→ TASK DESCRIPTION
Without the pictures, retype each line below exactly as it stands.

→ DATA RECORDS

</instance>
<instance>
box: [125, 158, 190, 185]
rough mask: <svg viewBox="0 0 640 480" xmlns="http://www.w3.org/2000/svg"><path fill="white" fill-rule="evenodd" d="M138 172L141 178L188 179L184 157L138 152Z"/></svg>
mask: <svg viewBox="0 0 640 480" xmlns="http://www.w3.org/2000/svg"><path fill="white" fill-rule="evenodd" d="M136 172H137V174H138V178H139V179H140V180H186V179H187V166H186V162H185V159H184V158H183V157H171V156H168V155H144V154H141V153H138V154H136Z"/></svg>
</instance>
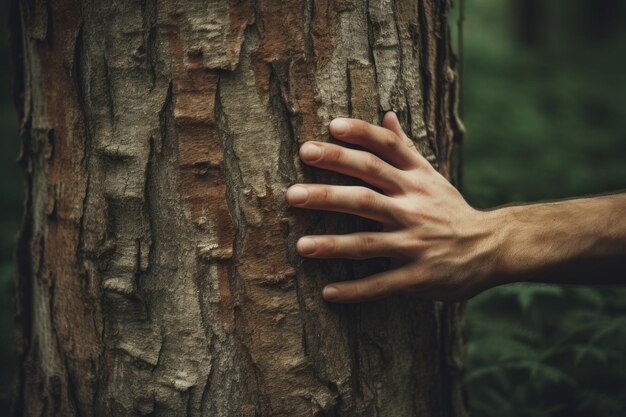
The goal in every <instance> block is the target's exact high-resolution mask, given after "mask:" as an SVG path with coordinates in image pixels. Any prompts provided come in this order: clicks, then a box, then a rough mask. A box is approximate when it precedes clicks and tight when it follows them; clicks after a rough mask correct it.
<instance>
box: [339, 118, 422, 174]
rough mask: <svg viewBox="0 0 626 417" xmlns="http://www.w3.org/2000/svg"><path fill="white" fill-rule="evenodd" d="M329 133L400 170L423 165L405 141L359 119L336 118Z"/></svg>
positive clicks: (388, 130) (408, 145)
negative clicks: (367, 149)
mask: <svg viewBox="0 0 626 417" xmlns="http://www.w3.org/2000/svg"><path fill="white" fill-rule="evenodd" d="M329 130H330V133H331V134H332V135H333V136H334V137H335V138H337V139H339V140H341V141H344V142H348V143H352V144H355V145H361V146H363V147H365V148H368V149H370V150H372V151H373V152H374V153H376V154H377V155H378V156H380V157H381V158H382V159H384V160H385V161H387V162H389V163H390V164H392V165H394V166H395V167H397V168H400V169H405V170H409V169H414V168H418V167H420V166H422V165H423V161H425V160H424V158H423V157H422V156H421V155H420V154H419V153H418V152H417V149H416V148H415V147H414V146H409V144H408V143H407V140H408V141H410V139H404V138H401V137H400V136H398V135H396V134H395V133H394V132H392V131H391V130H389V129H387V128H384V127H382V126H376V125H373V124H370V123H367V122H365V121H363V120H359V119H348V118H337V119H334V120H333V121H331V122H330V125H329ZM411 144H412V143H411Z"/></svg>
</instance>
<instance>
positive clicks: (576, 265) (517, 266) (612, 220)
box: [488, 194, 626, 285]
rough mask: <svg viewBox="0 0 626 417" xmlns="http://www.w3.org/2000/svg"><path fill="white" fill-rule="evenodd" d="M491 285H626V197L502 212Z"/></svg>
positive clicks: (501, 209)
mask: <svg viewBox="0 0 626 417" xmlns="http://www.w3.org/2000/svg"><path fill="white" fill-rule="evenodd" d="M488 213H489V214H488V215H489V216H490V217H491V218H493V219H494V221H495V223H496V224H498V225H499V226H500V227H499V230H497V231H496V232H495V235H494V244H495V245H497V254H498V255H497V259H495V260H494V262H495V265H494V269H493V270H494V277H493V279H494V283H495V284H496V285H497V284H500V283H506V282H515V281H536V282H560V283H588V284H606V283H626V194H615V195H605V196H598V197H590V198H579V199H572V200H563V201H558V202H548V203H538V204H531V205H522V206H509V207H502V208H499V209H496V210H493V211H491V212H488Z"/></svg>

→ SOLUTION TO THIS PROBLEM
</instance>
<instance>
box: [125, 158, 190, 185]
rough mask: <svg viewBox="0 0 640 480" xmlns="http://www.w3.org/2000/svg"><path fill="white" fill-rule="evenodd" d="M138 172L141 178L188 179L184 157L138 152Z"/></svg>
mask: <svg viewBox="0 0 640 480" xmlns="http://www.w3.org/2000/svg"><path fill="white" fill-rule="evenodd" d="M136 172H137V174H138V178H139V179H140V180H186V179H187V166H186V162H185V159H184V158H183V157H171V156H168V155H144V154H141V153H138V154H136Z"/></svg>
</instance>
The goal in every <instance> block is the target's exact high-resolution mask, given after "mask:" as an SVG path with coordinates in image pixels. Any prompts provided come in this order: clicks, then a box, then a rough mask. A box is approximate when it precedes clicks and tight when it follows them; clicks after a rough mask correct it.
<instance>
box: [339, 118, 422, 174]
rough mask: <svg viewBox="0 0 626 417" xmlns="http://www.w3.org/2000/svg"><path fill="white" fill-rule="evenodd" d="M329 133L400 170L423 165L405 141L359 119L336 118Z"/></svg>
positive clicks: (388, 130) (408, 145)
negative clicks: (367, 149)
mask: <svg viewBox="0 0 626 417" xmlns="http://www.w3.org/2000/svg"><path fill="white" fill-rule="evenodd" d="M329 130H330V133H331V134H332V135H333V136H334V137H335V138H337V139H339V140H341V141H344V142H348V143H352V144H355V145H361V146H363V147H365V148H368V149H370V150H372V151H373V152H374V153H376V154H377V155H378V156H380V157H381V158H382V159H384V160H385V161H387V162H389V163H390V164H392V165H394V166H395V167H397V168H400V169H405V170H409V169H414V168H418V167H420V166H422V165H423V161H425V160H424V158H423V157H422V156H421V155H420V154H419V153H418V152H417V149H416V148H415V147H414V146H409V144H408V143H407V140H408V141H410V139H404V138H401V137H400V136H398V135H396V134H395V133H394V132H392V131H391V130H389V129H387V128H384V127H382V126H376V125H373V124H370V123H367V122H365V121H363V120H359V119H348V118H337V119H334V120H333V121H331V122H330V125H329ZM411 144H412V143H411Z"/></svg>
</instance>
<instance>
positive clicks: (576, 265) (517, 266) (612, 220)
box: [488, 194, 626, 285]
rough mask: <svg viewBox="0 0 626 417" xmlns="http://www.w3.org/2000/svg"><path fill="white" fill-rule="evenodd" d="M491 285H626V197L502 212Z"/></svg>
positive clicks: (501, 209)
mask: <svg viewBox="0 0 626 417" xmlns="http://www.w3.org/2000/svg"><path fill="white" fill-rule="evenodd" d="M488 213H489V214H488V215H489V216H490V217H491V218H493V219H494V221H495V223H496V224H498V225H499V226H500V227H499V230H497V231H496V232H495V235H494V244H495V245H497V254H498V255H497V259H495V260H494V262H495V265H494V269H493V270H494V277H493V279H494V283H495V284H496V285H497V284H500V283H506V282H515V281H536V282H560V283H588V284H606V283H626V194H615V195H605V196H598V197H590V198H579V199H572V200H563V201H558V202H548V203H538V204H531V205H522V206H509V207H502V208H499V209H496V210H493V211H491V212H488Z"/></svg>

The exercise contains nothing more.